Exercise text START
Companies that have not addressed the use of social media in their policies will want to add specific language as soon as possible. “Employers ought to have workplace policies that address the issues raised by social media, and set clear guidelines and parameters,” says Borden. “The fact that it may be difficult and challenging is not a defense if you find yourself facing liability.”

Although some may view the settlement as gutting employers' right to regulate employees' social media use, Jonathan Hyman, a partner with Kohrman Jackson & Krantz, disagrees. “Neither this case, nor any other case, will give employees carte blanche to trash their employers on Facebook, Twitter, in the press, or at a Saturday night cocktail party,” says Hyman. “Until the NLRB says otherwise, employers shouldn't treat social media any differently than any other form of employee communications.”

A Second Case

Some issues regarding the NLRB's views on social media policies remain unsettled.  Some say that the complaint against AMR didn't provide the clear guidance from the NLRB on its view of what is and isn't a valid social media policy. However, employers may soon get more guidance, if the board issues a complaint related to another charge. On Feb. 4, Service Employees International Union filed an unfair labor practice charge against Student Transportation Services of America, alleging that the bus company's policies on electronic communications and social media violate the NLRA.

AMR SETTLEMENT

Under the terms of the Settlement Agreement with the National Labor Relations Board, American Medical Response agreed to the following:

WE WILL revise the following rules that appear in our employee handbook, and advise

you in writing of such revision:

"Blogging and Internet Posting Policy", which improperly restricts your

right to engage in union activities or to discuss your wages, hours and

working conditions with your fellow employees and others;

"Standards of Conduct" rules, which improperly restrict your right to

engage in union activities or to discuss your wages, hours and working

conditions with your fellow employees and others; and

"Solicitation and Distribution Policy", which improperly restricts your right

to engage in union activities or to discuss your wages, hours and working

conditions with your fellow employees anywhere on company property

during working hours.

WE WILL remove from our records any documents that you signed requiring you to

abide by the above-described rules, and notify you in writing that this has been done

and that such documents will not be used against you in any way in the future.

Source: NLRB, American Medical Settlement Agreement.

The union's charge cites several portions of STSA's employee handbook, including a policy against the “use of electronic communication and/or social media in a manner that might target, offend, disparage, or harm customers, passengers, or employees; or in a manner that might violate any other company policy.”
Exercise text END
Available data START
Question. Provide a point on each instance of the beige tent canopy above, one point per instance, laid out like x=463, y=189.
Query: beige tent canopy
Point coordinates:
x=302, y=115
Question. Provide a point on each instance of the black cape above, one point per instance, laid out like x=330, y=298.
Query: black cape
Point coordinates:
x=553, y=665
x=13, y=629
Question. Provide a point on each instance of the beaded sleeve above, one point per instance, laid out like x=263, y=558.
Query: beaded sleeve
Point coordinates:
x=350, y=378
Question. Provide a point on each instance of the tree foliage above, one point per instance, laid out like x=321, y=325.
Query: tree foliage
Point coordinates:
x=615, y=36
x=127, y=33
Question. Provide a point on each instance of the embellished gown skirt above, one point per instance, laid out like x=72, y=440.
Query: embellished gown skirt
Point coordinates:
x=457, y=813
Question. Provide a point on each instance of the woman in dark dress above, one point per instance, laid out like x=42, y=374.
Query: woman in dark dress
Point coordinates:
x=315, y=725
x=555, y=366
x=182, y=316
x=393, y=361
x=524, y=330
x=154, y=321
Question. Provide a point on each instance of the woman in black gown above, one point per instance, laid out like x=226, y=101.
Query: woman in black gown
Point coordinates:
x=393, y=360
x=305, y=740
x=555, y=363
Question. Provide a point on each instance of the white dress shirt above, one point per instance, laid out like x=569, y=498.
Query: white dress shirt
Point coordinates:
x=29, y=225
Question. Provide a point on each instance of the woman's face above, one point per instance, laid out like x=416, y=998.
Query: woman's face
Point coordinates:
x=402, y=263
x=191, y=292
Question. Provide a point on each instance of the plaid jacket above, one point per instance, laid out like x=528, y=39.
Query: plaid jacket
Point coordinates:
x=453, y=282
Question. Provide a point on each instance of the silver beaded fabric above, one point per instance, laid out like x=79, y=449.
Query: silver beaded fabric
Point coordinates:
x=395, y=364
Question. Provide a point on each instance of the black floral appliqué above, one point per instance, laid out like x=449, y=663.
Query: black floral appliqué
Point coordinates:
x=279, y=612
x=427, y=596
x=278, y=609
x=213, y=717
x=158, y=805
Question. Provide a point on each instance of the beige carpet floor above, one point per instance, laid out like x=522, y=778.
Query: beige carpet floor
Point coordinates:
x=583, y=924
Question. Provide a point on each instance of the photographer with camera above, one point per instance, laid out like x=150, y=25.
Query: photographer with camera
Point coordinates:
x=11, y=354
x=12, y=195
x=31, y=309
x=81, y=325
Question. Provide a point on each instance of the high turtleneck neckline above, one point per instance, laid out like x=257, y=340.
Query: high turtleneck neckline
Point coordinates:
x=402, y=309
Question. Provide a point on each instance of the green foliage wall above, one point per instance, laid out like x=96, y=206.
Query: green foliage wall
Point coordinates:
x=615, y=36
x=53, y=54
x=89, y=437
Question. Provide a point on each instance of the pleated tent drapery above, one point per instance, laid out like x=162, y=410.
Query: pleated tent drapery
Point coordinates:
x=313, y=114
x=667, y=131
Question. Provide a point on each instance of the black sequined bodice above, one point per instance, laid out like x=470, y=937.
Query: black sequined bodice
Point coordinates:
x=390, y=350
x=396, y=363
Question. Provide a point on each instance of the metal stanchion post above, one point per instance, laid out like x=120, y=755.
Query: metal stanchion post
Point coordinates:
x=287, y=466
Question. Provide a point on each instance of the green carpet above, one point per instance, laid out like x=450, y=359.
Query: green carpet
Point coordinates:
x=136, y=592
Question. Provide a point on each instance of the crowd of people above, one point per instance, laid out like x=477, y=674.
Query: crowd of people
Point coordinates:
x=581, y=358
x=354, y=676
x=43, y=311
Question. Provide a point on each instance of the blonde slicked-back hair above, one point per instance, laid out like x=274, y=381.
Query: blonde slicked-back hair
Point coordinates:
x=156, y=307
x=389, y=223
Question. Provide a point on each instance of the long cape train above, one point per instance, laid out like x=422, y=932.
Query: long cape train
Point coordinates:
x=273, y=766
Available data END
Activity 1 = According to the text on social media policies, which organization filed an unfair labor practice charge against Student Transportation Services of America on Feb. 4?
Activity 2 = List the employee handbook rules that American Medical Response agreed to revise, as named in the text on social media policies.
Activity 3 = Please quote the text on social media policies, beginning at the words "abide by the" and stopping after "Medical Settlement Agreement.".
The data has no connection to the text on social media policies.

Output 1 = Service Employees International Union.

Output 2 =
- "Blogging and Internet Posting Policy"
- "Standards of Conduct" rules
- "Solicitation and Distribution Policy"

Output 3 =
abide by the above-described rules, and notify you in writing that this has been done

and that such documents will not be used against you in any way in the future.

Source: NLRB, American Medical Settlement Agreement.